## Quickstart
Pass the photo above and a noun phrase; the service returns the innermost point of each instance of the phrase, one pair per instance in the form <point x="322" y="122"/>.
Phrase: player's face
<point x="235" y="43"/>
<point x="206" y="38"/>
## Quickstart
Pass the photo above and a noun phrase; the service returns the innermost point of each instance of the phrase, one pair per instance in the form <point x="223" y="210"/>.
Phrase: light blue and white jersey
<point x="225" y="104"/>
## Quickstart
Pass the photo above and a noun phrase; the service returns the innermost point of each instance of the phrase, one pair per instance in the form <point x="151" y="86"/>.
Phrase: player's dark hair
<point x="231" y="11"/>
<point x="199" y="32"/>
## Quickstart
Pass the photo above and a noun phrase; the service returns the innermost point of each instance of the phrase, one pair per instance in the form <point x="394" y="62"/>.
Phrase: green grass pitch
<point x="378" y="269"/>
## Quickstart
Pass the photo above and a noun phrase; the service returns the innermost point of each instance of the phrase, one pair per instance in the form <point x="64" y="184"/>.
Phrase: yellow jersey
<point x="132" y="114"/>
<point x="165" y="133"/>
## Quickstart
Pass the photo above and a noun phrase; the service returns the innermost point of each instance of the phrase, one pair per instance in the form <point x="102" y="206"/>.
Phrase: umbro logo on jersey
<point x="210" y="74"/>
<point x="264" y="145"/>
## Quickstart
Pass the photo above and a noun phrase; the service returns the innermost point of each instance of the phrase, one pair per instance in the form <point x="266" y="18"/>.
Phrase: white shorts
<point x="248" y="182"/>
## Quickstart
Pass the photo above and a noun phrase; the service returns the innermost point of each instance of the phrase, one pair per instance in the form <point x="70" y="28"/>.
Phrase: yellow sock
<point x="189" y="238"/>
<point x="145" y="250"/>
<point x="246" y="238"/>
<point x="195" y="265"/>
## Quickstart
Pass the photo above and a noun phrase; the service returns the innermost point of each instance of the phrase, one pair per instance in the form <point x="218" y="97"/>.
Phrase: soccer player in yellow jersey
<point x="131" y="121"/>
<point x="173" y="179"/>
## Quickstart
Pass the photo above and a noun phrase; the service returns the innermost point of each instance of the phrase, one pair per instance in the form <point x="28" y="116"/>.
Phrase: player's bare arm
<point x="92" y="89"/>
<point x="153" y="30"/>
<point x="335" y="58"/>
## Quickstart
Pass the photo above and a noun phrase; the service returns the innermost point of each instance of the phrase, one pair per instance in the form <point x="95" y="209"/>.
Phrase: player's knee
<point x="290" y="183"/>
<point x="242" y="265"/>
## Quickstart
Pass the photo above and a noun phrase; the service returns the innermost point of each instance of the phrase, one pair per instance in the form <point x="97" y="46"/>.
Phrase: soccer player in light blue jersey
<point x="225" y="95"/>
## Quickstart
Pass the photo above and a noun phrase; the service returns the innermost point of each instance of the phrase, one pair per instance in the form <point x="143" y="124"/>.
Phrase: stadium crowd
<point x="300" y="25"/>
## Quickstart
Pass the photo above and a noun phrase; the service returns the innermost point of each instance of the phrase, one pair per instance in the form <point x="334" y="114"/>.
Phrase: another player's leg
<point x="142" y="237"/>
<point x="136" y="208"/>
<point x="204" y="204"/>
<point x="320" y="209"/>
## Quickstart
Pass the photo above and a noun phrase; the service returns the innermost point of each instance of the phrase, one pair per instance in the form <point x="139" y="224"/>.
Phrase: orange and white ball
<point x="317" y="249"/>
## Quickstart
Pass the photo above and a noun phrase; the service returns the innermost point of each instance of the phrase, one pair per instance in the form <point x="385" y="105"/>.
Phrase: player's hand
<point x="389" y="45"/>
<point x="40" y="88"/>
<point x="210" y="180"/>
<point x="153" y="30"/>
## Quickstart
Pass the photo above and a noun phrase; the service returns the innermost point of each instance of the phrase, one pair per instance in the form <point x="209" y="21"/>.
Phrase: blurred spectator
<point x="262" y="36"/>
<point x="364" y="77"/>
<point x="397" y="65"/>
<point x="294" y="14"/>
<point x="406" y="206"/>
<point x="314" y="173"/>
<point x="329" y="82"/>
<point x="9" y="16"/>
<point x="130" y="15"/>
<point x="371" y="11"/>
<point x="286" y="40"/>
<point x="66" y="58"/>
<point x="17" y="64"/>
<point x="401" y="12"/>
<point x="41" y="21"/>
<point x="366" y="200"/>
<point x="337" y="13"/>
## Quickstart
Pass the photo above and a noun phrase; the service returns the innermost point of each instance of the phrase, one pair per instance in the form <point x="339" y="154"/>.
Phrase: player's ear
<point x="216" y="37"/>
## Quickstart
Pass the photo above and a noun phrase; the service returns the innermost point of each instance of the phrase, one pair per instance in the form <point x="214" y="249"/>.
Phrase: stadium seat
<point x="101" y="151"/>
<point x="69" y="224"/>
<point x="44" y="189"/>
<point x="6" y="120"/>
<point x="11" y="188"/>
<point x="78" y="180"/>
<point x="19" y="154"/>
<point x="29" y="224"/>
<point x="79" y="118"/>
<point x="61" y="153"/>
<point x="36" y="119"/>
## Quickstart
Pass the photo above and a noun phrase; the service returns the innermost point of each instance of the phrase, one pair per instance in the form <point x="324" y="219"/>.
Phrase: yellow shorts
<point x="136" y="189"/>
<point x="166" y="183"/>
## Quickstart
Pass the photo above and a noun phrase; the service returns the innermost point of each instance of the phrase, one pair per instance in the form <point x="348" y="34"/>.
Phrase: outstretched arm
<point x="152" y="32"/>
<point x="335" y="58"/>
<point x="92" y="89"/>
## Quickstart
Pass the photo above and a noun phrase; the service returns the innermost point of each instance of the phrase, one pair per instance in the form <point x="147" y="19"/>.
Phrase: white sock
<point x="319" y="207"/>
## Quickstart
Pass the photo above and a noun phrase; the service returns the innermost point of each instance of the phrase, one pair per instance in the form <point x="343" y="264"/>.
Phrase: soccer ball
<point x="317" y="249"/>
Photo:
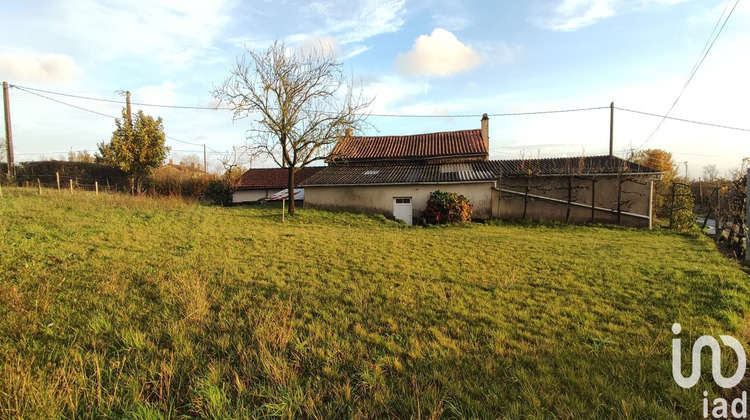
+ + + + + + +
→ Request
How many lines in the material above contain the word "blue"? Reply with the number alone.

→ Full answer
2